# Input material

START

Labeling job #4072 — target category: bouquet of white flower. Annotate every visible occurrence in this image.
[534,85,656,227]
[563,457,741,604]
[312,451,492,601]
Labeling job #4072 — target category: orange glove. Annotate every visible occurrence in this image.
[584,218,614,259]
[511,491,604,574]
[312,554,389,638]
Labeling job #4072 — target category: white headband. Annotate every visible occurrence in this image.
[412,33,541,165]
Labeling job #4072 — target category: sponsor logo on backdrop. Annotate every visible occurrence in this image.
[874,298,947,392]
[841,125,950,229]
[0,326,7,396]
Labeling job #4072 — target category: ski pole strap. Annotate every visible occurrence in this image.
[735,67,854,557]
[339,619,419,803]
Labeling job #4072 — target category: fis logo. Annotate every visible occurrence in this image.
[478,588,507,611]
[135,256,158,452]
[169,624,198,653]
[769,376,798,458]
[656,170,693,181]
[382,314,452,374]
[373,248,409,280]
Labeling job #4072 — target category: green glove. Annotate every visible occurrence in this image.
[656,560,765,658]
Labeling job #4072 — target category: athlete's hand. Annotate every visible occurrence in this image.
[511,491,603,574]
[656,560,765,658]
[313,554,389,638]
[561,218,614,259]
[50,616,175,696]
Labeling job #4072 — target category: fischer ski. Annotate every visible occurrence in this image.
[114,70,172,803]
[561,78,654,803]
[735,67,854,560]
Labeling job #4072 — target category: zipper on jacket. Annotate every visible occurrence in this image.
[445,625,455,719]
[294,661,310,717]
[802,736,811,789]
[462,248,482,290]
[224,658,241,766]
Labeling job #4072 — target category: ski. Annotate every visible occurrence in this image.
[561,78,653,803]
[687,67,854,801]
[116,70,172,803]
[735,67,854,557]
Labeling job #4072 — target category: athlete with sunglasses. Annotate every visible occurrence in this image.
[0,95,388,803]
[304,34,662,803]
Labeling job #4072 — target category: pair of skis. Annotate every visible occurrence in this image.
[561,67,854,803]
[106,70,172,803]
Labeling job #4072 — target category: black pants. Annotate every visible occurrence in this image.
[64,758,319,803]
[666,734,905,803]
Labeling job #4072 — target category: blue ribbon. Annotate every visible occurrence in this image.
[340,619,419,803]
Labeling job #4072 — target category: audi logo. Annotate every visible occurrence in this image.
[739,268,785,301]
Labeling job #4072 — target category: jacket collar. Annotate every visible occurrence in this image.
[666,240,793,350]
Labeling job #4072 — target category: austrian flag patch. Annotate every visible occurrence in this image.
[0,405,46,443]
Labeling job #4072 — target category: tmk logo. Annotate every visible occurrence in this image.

END

# Written problem
Copy each of the records above word for word, keeping every line and its wording unchanged.

# Result of the task
Labeling job #4072 — target category: bouquet of white flower. Annotate every visible occurrence in this image.
[534,85,656,227]
[563,457,741,604]
[312,451,492,601]
Labeling job #4072 — target category: orange glove. Annotate every visible occurrence in this image.
[584,218,614,259]
[511,491,604,574]
[312,554,389,638]
Labeling job #4072 — target category: white headband. Annotate every visible occurrence in this image.
[412,33,541,165]
Labeling job #4072 — target category: sponsor logo on backdrop. Annotate every visible occurrence in this image.
[874,298,947,392]
[841,125,950,229]
[0,326,7,396]
Labeling job #4072 — target category: ski pole strap. Annotate every visible occurrence in this image.
[735,67,854,557]
[339,619,419,803]
Labeling job #4072 — target category: fis logo. Annotate every visible occurrence in this image.
[478,588,507,611]
[135,256,158,452]
[169,624,198,653]
[769,376,798,458]
[656,170,693,181]
[382,314,452,374]
[373,248,409,280]
Labeling job #4072 — target category: green glove. Annotate every visible occurrence in this image.
[656,560,765,658]
Labeling job #4072 — target category: athlete's hand. Annotate every visible occurrence in this image.
[511,491,603,574]
[656,560,765,658]
[313,554,389,638]
[561,218,614,259]
[50,616,175,696]
Labeling job #4072 — target category: fischer ski. Annotate every visible occurrence in this image.
[114,70,172,803]
[561,78,654,803]
[735,67,854,560]
Labeling job #4072 — target category: zipper on jacket. Annotate every visible occurrence in this image.
[445,625,455,719]
[294,661,310,717]
[802,736,811,789]
[462,248,482,290]
[224,658,241,766]
Labeling job #4072 — target category: ski. Annotate every visible occurrence in this image.
[561,78,653,803]
[687,67,854,801]
[116,70,172,803]
[735,67,854,557]
Labeling job #4072 — target category: athlete with sunglasses. Annotate every visible occurrence in this image.
[0,95,388,803]
[304,34,662,803]
Labeling job #4072 — target category: pair of skis. Annotate every visible occurrence in this image.
[561,67,854,803]
[106,70,172,803]
Labeling job #4072 — target category: black pants. Annotate every visible occurrence in this image.
[64,758,319,803]
[666,734,905,803]
Labeling job #4072 — target category: blue ribbon. Annotate every visible occurrence in this image.
[340,619,419,803]
Labeling job #4072 — target category: audi logo. Annotate every visible occurrence in this image.
[739,268,785,301]
Labeling job #4072 — target category: jacket collar. Annotate every visible occurrence in this image.
[666,240,793,350]
Labeling job #4072 — target category: austrian flag patch. Annotate every visible occurrence in this image.
[0,405,46,443]
Labeling job #4072 — target category: tmk logo. Annotate every visible occurrence in this image.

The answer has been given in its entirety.